* **OBJECTIVE**
Will you transcribe all the entries word for word, skipping the pictures they hold?

* **MATERIAL PROVIDED**
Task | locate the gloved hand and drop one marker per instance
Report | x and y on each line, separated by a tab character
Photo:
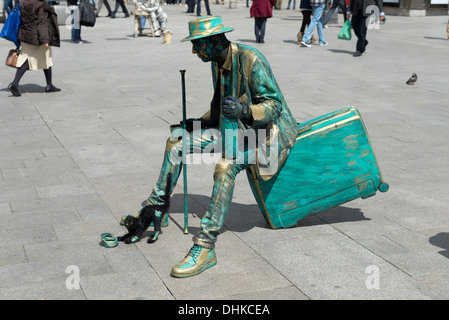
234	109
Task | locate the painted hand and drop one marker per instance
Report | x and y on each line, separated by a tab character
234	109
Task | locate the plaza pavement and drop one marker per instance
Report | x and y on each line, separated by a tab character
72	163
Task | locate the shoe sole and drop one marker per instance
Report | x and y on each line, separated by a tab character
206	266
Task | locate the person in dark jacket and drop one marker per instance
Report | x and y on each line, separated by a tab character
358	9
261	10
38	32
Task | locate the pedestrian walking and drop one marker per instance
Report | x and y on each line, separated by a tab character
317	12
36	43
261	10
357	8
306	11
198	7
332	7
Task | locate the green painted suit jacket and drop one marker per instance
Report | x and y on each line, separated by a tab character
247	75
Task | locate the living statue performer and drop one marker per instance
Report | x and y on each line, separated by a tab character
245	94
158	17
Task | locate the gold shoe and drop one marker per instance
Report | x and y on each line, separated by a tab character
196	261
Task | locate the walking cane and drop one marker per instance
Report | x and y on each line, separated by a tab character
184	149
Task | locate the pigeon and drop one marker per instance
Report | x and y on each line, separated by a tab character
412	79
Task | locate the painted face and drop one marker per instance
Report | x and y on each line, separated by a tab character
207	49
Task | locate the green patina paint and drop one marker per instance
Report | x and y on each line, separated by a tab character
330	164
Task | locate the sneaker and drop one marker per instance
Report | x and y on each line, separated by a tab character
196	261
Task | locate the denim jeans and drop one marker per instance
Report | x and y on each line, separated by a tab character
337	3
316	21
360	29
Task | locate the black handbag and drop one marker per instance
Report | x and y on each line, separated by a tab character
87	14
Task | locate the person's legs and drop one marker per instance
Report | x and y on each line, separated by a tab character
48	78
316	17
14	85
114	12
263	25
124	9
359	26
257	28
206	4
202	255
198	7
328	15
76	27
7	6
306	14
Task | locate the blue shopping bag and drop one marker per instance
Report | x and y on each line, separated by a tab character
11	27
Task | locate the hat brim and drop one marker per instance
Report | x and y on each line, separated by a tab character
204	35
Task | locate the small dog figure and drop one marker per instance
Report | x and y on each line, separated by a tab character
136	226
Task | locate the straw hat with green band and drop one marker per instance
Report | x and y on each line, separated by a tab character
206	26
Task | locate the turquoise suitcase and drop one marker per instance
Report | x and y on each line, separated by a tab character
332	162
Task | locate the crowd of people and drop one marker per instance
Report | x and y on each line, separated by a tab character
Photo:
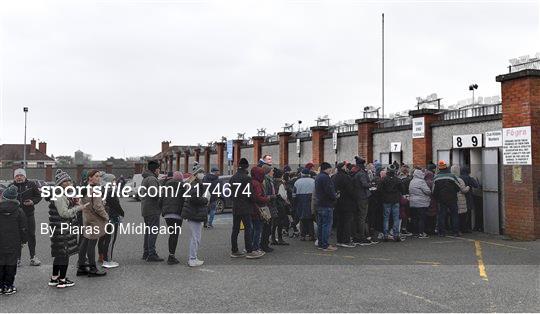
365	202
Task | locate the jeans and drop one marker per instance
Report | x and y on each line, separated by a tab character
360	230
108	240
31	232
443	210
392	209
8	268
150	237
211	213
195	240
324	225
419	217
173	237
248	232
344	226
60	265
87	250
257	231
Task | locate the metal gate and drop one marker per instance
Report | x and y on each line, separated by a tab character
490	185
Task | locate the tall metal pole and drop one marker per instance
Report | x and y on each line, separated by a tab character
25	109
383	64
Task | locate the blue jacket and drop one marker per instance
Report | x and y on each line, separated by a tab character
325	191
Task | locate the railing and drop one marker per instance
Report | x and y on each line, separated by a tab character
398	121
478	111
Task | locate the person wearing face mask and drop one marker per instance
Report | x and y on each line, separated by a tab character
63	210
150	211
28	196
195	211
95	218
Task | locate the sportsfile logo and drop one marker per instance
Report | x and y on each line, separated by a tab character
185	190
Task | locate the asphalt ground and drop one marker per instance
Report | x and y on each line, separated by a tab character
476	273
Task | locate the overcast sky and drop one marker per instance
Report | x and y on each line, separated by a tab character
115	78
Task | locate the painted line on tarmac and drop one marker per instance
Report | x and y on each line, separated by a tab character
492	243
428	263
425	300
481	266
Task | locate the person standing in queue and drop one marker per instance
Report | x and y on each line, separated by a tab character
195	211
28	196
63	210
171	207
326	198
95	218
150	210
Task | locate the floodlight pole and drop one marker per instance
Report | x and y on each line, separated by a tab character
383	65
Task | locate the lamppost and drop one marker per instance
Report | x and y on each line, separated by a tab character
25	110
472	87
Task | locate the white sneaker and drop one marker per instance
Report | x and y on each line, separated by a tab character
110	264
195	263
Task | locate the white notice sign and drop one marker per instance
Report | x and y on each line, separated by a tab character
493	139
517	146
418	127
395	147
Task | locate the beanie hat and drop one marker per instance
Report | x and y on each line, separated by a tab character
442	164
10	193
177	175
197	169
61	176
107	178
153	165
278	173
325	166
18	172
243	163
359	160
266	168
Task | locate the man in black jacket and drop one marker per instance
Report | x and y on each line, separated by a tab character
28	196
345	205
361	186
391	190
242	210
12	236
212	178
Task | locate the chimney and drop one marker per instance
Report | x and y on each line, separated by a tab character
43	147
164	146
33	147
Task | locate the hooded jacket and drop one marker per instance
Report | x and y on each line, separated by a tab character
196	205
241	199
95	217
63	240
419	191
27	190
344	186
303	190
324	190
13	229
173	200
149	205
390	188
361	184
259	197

* **RESULT BELOW**
Task | locate the gloved hand and drop one marker per instance
Report | x and y on each line, separated by a tab character
Photo:
234	109
Task | locate the painted hand and drop one marker per instance
Report | x and y on each line, separated by a tab character
234	109
Task | locate the plaza pavement and drop one marker per instance
Report | x and y on each line, separated by a tab character
72	163
Task | locate the shoe sole and drop one marker per instance
Report | x and y on each line, separated by a tab character
206	266
Task | locate the person in dark jacket and drop one marker per instance
Report | x and y on each line, separated by a tab character
358	9
261	10
38	32
Task | locate the pedestrian walking and drop one marker per instance
Report | x and y on each line, separated by a tab character
317	12
36	43
261	10
357	8
306	11
198	7
332	7
Task | locate the green painted suit jacket and drop one marker per instance
Report | x and y on each line, separated by a tab character
247	75
Task | locate the living statue performer and drop one marker per instance
Report | x and y on each line, separated by a tab character
245	94
158	17
Task | locate the gold shoe and drop one marker per instance
Report | x and y on each line, separated by a tab character
196	261
Task | locate the walking cane and drop one marker per instance
Report | x and y on each line, separated by a tab character
184	149
Task | locate the pigeon and drop one marker per instance
Report | x and y on each line, separated by a tab character
412	79
Task | locate the painted face and drop one marker per instance
Report | x and y on each line, separated by a tab character
207	49
Task | locate the green patina paint and drop one marker per instance
Report | x and y on each line, separated by a tab character
330	164
Task | locate the sneaker and drop one marker per instance
Report | x and y on each line, separated by a tab character
196	261
Task | locate the denim jeans and drop one marker per instance
Report | x and y on each line, separated by a tab character
337	3
316	21
360	29
Task | locate the black handbag and drop one marker per instance
Report | x and y on each line, separated by a tab character
87	14
Task | locate the person's legs and drop one marker per instance
Report | x and y on each line, separated by a tab character
48	78
316	17
14	85
114	12
263	25
124	9
359	26
257	28
206	4
202	255
198	7
328	15
76	27
7	6
306	14
Task | locate the blue shopping bag and drop one marker per instance
Report | x and y on each line, separated by a tab character
11	27
Task | locate the hat brim and drop one marker per instance
Report | x and y on each line, separated by a tab character
204	35
Task | locate the small dog figure and drop one marker per instance
Report | x and y on each line, separated by a tab character
136	226
Task | locate the straw hat with green band and drop one marker per instance
Report | x and y on each line, separated by a tab character
206	26
Task | locate the turquoise suitcase and drop one marker per instance
Report | x and y on each line, separated by a tab character
332	162
Task | locate the crowd of people and drop one marker per instance
Report | x and y on each line, separated by a tab character
Photo:
365	202
Task | locate the jeans and drop one marker per instance
Report | x and y on each line, separated by a tab character
360	230
108	240
31	232
443	210
392	209
8	268
150	237
211	213
195	240
324	225
419	217
173	237
248	232
344	226
60	265
87	250
257	231
Task | locate the metal gate and drop one marker per instance
Report | x and y on each line, separated by a tab character
490	185
Task | locate the tall metal pole and drop one marker per instance
Report | x and y on each line, separated by a tab character
25	109
383	64
Task | locate the blue jacket and drop one marker per instance
Report | x and y on each line, separated by a tab character
325	191
Task | locate the railing and drop one marker per instance
Report | x and y on each line, separated by a tab character
398	121
478	111
Task | locate the person wearing face mask and drop one marker per instance
Report | x and y on each line, separated by a tab character
63	210
150	211
28	196
195	211
95	218
Task | locate the sportsfile logo and drop one marker per instance
Report | x and y on each line, separated by a tab character
185	190
Task | locate the asphalt ground and drop one marker per instance
Report | x and y on each line, separated by a tab character
476	273
Task | locate the overcast sky and drop one marker per instance
Report | x and y on each line, separated by a tab character
115	78
Task | locate the painted line on tarmac and drop one marker per instance
Report | x and y on each line, separated by a tab character
492	243
428	263
425	300
481	266
Task | locate the person standing in queue and drop one marker per instance
Report | x and y on each line, separated by a tab character
195	211
28	196
63	210
171	207
326	198
95	218
150	210
Task | locate the floodlight pole and drop one marker per instance
Report | x and y on each line, separated by a tab character
383	65
Task | locate the lamppost and drop one marker per instance
Report | x and y on each line, separated by a tab character
25	110
472	87
Task | locate the white sneaker and drop one marker per instance
Report | x and y on each line, separated by a tab character
110	264
195	263
Task | locate the white notice sign and drop one marker per instance
Report | x and y on each line, separated by a tab character
493	139
517	146
418	127
395	147
Task | locate the beanie hat and drop one marker per instance
Report | x and y on each line, separated by a tab character
442	164
10	193
177	175
197	169
61	176
107	178
153	165
278	173
325	166
18	172
243	163
359	160
266	168
Task | locate the man in black jacket and drop one marker per instance
Report | x and y on each line, separated by a tab character
28	196
345	205
361	186
391	190
242	210
12	236
212	178
Task | locate the chimney and drop one marker per instance
Report | x and y on each line, separated by a tab character
43	147
164	146
33	147
Task | locate the hooded jacket and drop one marker per instance
Report | x and y on each line, separated by a tab character
196	205
241	199
95	217
63	240
419	191
27	190
344	186
303	190
324	190
13	229
173	200
149	205
390	188
361	184
259	197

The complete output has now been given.